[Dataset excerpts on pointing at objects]
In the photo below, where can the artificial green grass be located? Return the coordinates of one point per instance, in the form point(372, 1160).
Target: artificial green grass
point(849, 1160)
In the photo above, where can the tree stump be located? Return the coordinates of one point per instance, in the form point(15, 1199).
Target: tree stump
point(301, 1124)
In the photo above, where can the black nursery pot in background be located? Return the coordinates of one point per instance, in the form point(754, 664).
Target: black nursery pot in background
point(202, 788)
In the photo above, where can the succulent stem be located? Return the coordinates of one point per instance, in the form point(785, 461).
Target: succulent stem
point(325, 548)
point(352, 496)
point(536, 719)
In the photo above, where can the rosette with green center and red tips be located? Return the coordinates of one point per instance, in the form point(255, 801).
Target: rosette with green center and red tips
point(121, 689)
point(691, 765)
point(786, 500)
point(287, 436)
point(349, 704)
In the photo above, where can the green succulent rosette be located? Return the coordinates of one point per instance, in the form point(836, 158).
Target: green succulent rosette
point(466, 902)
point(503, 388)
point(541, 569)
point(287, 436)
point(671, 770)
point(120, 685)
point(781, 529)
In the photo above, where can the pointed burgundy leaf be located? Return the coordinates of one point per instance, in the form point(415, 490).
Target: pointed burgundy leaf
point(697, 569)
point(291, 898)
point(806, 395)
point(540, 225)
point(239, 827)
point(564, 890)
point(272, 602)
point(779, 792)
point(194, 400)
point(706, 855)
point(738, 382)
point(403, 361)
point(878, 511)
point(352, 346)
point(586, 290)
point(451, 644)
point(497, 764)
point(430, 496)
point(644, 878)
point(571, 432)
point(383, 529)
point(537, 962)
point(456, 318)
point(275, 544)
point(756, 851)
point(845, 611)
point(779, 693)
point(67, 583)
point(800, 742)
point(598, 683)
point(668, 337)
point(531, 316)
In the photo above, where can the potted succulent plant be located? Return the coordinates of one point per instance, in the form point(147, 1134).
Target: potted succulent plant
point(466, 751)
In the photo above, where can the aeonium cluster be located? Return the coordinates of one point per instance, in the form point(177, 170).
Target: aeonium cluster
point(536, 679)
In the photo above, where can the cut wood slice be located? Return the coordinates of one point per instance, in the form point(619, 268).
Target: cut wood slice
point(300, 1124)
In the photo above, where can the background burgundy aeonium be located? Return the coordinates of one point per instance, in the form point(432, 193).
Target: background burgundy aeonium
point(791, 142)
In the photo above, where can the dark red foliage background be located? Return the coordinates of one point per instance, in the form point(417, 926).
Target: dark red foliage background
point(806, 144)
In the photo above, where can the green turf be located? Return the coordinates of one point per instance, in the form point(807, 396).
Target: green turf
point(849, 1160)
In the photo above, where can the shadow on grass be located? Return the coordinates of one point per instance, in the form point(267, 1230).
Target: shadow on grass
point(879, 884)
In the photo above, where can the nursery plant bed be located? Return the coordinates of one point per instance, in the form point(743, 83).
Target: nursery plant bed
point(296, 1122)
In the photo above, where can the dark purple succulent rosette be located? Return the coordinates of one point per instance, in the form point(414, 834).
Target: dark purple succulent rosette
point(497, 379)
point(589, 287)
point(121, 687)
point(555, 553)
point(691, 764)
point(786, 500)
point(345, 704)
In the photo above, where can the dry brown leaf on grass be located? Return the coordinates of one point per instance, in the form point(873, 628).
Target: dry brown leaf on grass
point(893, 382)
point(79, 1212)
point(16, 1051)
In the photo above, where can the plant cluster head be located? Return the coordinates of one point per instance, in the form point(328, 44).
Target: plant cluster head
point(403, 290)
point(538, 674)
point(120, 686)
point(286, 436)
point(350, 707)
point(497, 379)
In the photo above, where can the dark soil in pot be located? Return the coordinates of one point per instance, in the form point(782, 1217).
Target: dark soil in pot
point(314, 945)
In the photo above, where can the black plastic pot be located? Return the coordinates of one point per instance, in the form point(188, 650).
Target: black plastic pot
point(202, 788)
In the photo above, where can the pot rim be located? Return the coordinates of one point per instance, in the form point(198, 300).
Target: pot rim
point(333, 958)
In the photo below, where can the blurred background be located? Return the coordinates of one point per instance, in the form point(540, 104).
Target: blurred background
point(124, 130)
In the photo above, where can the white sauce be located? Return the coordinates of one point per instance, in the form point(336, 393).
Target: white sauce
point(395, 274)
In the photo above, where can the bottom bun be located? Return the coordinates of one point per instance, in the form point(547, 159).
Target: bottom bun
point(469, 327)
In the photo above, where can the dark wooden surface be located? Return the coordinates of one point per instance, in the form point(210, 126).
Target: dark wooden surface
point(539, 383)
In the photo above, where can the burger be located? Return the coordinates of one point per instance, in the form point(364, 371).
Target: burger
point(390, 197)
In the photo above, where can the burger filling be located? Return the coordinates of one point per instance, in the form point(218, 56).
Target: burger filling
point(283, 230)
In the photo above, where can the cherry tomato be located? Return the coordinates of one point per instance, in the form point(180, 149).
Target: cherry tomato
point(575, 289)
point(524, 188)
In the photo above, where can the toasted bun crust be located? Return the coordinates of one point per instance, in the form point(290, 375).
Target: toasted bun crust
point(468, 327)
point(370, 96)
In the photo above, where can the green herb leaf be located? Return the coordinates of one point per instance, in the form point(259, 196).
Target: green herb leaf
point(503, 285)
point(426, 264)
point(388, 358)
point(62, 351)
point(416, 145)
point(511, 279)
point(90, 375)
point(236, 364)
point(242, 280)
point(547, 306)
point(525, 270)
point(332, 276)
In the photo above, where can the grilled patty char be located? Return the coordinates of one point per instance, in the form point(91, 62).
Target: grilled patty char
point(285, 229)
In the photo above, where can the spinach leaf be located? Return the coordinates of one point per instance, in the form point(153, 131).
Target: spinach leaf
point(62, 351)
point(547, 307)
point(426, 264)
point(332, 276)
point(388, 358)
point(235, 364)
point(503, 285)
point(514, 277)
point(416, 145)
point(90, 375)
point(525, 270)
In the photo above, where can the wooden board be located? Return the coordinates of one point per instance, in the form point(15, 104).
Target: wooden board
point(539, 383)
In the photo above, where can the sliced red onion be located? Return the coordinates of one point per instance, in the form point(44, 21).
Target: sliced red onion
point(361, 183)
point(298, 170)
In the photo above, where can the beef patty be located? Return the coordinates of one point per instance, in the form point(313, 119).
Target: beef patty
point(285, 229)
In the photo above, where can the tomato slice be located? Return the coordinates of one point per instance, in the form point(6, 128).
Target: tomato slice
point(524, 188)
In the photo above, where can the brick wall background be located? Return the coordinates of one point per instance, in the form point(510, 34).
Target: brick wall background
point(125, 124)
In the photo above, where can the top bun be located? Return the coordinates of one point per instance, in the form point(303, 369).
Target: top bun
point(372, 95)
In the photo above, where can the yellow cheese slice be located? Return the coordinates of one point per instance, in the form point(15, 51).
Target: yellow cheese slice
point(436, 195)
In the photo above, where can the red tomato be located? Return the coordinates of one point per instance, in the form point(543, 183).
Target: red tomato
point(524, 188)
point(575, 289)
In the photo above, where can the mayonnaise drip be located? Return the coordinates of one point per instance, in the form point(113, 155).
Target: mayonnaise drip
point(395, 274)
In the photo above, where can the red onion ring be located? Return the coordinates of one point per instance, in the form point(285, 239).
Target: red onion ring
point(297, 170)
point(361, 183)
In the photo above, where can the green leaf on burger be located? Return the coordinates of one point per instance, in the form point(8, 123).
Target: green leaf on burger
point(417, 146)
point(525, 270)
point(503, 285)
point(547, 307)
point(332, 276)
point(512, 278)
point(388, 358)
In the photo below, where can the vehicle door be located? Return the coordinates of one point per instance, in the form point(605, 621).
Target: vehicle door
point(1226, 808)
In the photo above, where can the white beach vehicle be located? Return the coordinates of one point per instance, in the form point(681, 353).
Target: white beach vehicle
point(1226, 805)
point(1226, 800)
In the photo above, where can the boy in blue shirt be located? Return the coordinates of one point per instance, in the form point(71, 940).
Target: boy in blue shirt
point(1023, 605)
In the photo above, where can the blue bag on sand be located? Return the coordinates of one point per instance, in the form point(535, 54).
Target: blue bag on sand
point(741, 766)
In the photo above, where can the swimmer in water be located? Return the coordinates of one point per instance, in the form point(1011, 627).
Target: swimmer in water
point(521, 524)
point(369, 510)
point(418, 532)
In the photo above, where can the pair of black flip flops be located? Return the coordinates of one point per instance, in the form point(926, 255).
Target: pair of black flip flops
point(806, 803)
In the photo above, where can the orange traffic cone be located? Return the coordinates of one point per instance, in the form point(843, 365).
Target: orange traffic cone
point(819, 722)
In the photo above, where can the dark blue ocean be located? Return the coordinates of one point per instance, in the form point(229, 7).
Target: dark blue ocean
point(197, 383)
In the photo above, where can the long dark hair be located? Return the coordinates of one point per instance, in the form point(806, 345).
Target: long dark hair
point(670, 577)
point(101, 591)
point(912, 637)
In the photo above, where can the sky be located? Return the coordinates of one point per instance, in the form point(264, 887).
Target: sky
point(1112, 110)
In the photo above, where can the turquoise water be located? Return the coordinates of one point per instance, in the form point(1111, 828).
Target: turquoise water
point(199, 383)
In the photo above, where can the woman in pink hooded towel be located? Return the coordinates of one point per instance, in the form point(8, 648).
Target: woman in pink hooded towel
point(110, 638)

# Job:
Copy out, word for word, the lines of the listing from the one containing "In the photo above, where can the nursery" through the one containing "point(296, 1122)", including both of those lines.

# Exercise answer:
In the photo above, where can the nursery plant bed be located? Return the coordinates of one point per instance, in the form point(743, 83).
Target: nursery plant bed
point(296, 1122)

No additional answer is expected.